#### Objective:
Render the rows below as a single JSON list of strings with one string per line, omitting any blank lines.

Segmentation dataset excerpts
>> begin

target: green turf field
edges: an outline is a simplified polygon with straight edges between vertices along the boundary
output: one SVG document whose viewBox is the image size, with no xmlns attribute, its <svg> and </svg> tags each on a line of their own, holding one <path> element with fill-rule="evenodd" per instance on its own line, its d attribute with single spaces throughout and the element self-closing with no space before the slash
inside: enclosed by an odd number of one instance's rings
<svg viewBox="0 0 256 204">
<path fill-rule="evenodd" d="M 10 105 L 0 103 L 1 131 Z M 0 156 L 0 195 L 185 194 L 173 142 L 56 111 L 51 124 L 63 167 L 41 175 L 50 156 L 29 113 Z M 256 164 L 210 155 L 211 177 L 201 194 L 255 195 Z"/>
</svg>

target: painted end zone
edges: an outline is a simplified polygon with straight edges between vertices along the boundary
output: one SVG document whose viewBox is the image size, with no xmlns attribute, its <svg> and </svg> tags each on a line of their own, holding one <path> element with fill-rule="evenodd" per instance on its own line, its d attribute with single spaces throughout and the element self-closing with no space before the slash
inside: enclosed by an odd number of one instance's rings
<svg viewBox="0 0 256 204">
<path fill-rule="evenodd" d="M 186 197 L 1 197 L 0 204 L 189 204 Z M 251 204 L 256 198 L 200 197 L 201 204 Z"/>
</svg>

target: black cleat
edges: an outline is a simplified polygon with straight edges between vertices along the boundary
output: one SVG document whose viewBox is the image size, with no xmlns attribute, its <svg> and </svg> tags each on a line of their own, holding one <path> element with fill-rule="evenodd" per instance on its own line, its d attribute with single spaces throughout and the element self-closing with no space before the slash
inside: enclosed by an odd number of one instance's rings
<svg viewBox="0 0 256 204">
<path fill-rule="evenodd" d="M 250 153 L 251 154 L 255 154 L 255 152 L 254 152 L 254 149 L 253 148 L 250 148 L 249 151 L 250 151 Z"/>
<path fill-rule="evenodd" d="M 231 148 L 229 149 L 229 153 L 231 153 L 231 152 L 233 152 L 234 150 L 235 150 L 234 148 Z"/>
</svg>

>> end

#### The output:
[
  "target: green turf field",
  "edges: an outline is a simplified polygon with straight edges between vertices along the boundary",
  "output: one SVG document whose viewBox is the image size, with no xmlns attribute, its <svg> and </svg> tags each on a line of their own, holding one <path> element with fill-rule=\"evenodd\" per instance on its own line, its d attribute with single spaces throughout and the element self-closing with no space before the slash",
  "inside: enclosed by an odd number of one instance's rings",
  "<svg viewBox=\"0 0 256 204\">",
  "<path fill-rule=\"evenodd\" d=\"M 10 105 L 0 103 L 1 131 Z M 0 156 L 0 195 L 185 194 L 173 142 L 56 111 L 51 124 L 63 167 L 41 175 L 50 156 L 29 113 Z M 256 164 L 210 155 L 211 177 L 201 194 L 255 195 Z\"/>",
  "</svg>",
  "target: painted end zone",
  "edges: an outline is a simplified polygon with straight edges between vertices along the boundary",
  "output: one SVG document whose viewBox is the image size, with no xmlns attribute, its <svg> and </svg> tags each on a line of their own, holding one <path> element with fill-rule=\"evenodd\" per instance on its own line, its d attribute with single spaces throughout and the element self-closing with no space before the slash",
  "inside: enclosed by an odd number of one instance's rings",
  "<svg viewBox=\"0 0 256 204\">",
  "<path fill-rule=\"evenodd\" d=\"M 186 197 L 1 197 L 0 204 L 189 204 Z M 251 204 L 256 198 L 200 197 L 201 204 Z\"/>",
  "</svg>",
  "target: black cleat",
  "edges: an outline is a simplified polygon with straight edges between vertices along the boundary",
  "output: one SVG document whose viewBox is the image size, with no xmlns attribute, its <svg> and </svg> tags each on a line of their own, holding one <path> element with fill-rule=\"evenodd\" per instance on its own line, its d attribute with single spaces throughout and the element self-closing with no space before the slash",
  "inside: enclosed by an odd number of one instance's rings",
  "<svg viewBox=\"0 0 256 204\">",
  "<path fill-rule=\"evenodd\" d=\"M 250 153 L 251 154 L 255 154 L 255 152 L 254 152 L 254 149 L 253 148 L 250 148 L 249 151 L 250 151 Z\"/>",
  "<path fill-rule=\"evenodd\" d=\"M 231 148 L 229 149 L 229 153 L 231 153 L 231 152 L 233 152 L 234 150 L 235 150 L 234 148 Z\"/>",
  "</svg>"
]